▸ **WHAT THIS TASK INVOLVES**
Change every "tractor" in these lines to "combine" and give the lines again with nothing else altered.

▸ **GIVEN DATA**

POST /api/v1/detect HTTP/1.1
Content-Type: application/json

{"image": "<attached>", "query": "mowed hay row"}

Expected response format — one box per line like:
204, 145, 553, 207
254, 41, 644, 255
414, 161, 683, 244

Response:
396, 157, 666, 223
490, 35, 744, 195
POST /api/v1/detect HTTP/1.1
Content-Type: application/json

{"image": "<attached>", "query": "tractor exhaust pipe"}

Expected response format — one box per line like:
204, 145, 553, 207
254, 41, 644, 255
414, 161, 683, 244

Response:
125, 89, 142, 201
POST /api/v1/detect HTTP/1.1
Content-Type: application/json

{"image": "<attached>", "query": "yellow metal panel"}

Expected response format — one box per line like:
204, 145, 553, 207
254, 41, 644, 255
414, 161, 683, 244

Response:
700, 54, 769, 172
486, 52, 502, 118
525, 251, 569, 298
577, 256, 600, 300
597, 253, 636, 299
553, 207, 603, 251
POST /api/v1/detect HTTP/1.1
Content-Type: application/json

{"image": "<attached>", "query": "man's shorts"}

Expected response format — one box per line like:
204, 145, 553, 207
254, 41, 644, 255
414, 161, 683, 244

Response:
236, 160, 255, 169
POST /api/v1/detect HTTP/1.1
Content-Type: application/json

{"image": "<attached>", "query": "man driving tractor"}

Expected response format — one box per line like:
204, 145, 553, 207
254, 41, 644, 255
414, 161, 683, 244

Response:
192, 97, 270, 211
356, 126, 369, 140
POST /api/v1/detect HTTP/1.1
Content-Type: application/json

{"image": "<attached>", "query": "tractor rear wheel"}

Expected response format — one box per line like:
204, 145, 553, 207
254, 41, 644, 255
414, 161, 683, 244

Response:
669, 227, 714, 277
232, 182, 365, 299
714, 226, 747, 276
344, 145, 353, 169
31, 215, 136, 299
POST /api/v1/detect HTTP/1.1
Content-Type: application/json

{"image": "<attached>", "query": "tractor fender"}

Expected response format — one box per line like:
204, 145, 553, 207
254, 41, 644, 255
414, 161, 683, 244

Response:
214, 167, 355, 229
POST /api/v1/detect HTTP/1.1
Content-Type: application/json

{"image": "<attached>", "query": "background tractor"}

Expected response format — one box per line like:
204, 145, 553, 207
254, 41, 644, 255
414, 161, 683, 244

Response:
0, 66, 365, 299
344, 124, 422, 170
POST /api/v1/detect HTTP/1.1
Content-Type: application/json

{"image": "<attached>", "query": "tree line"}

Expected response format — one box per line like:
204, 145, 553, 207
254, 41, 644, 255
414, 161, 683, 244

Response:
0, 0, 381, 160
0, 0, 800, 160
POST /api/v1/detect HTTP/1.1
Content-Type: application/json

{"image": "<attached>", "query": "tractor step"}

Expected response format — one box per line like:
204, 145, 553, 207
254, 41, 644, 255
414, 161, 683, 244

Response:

▸ **FINAL RESULT**
POST /api/v1/detect HTTP/1.1
Content-Type: application/json

{"image": "<attached>", "query": "mowed hay row"}

Expected response format — one box per line like:
204, 145, 553, 207
254, 41, 644, 255
414, 161, 683, 244

Response:
396, 157, 666, 223
490, 35, 744, 195
POST /api/v1/detect HTTP/1.1
Content-Type: application/json

{"image": "<attached>", "query": "combine exhaust pipe"}

Expected response format — one box per line like:
204, 145, 553, 207
254, 41, 644, 255
414, 161, 683, 244

Response:
125, 89, 142, 201
POST /api/v1/detect HTTP/1.1
Content-Type: application/json

{"image": "<attached>", "query": "yellow metal panel"}

Expected response format — one box per line like:
204, 145, 553, 207
254, 41, 644, 255
414, 161, 683, 244

Response:
700, 54, 769, 172
486, 52, 502, 118
525, 251, 569, 298
577, 256, 600, 300
597, 253, 636, 299
553, 207, 603, 251
POST /api/v1/detect HTTP/1.1
Content-Type: application/json

{"image": "<attached>", "query": "man's shorts"}

Expected response format — one box per line like:
204, 145, 553, 207
254, 41, 644, 255
414, 161, 683, 244

Response:
236, 160, 255, 169
POST /api/v1/detect HTTP/1.1
Content-Type: application/json

{"image": "<attached>", "query": "man driving combine"}

Expected response format — one box per line like:
204, 145, 553, 207
254, 41, 644, 255
414, 161, 683, 244

Response:
192, 97, 270, 211
356, 126, 369, 140
POST /api/v1/detect HTTP/1.1
Content-Type: application/json

{"image": "<attached>", "query": "combine rear wheel"}

Expected response format — one box per line like:
204, 145, 553, 207
254, 41, 644, 255
414, 161, 683, 244

Response:
669, 227, 714, 277
232, 182, 365, 299
714, 226, 747, 276
344, 145, 353, 169
31, 215, 136, 299
POST /api/v1/detect HTTP/1.1
Content-Type: application/json

{"image": "<attached>", "query": "combine fender"}

Expected response format — one box per line like:
204, 145, 553, 207
254, 41, 644, 255
414, 161, 683, 244

Response:
214, 167, 355, 229
POST /api/v1/detect HTTP/1.1
Content-Type: application/json

{"image": "<attached>", "query": "background combine"}

Expected response format — one box per line like:
204, 145, 553, 207
254, 41, 644, 255
414, 161, 683, 244

Response:
0, 66, 365, 299
344, 124, 422, 170
POST /api/v1/detect HTTP/1.1
Content-Type: application/json

{"image": "<attached>", "query": "tree line"}

Expected response format — one box per line like:
204, 145, 553, 207
254, 41, 644, 255
414, 161, 683, 244

Response:
0, 0, 381, 160
0, 0, 800, 160
POST /api/v1/detect HTTP/1.1
Content-Type: application/json

{"image": "<attached>", "query": "combine step"}

Expected response format — one box per line like:
204, 145, 553, 207
254, 41, 644, 255
414, 161, 683, 244

Response:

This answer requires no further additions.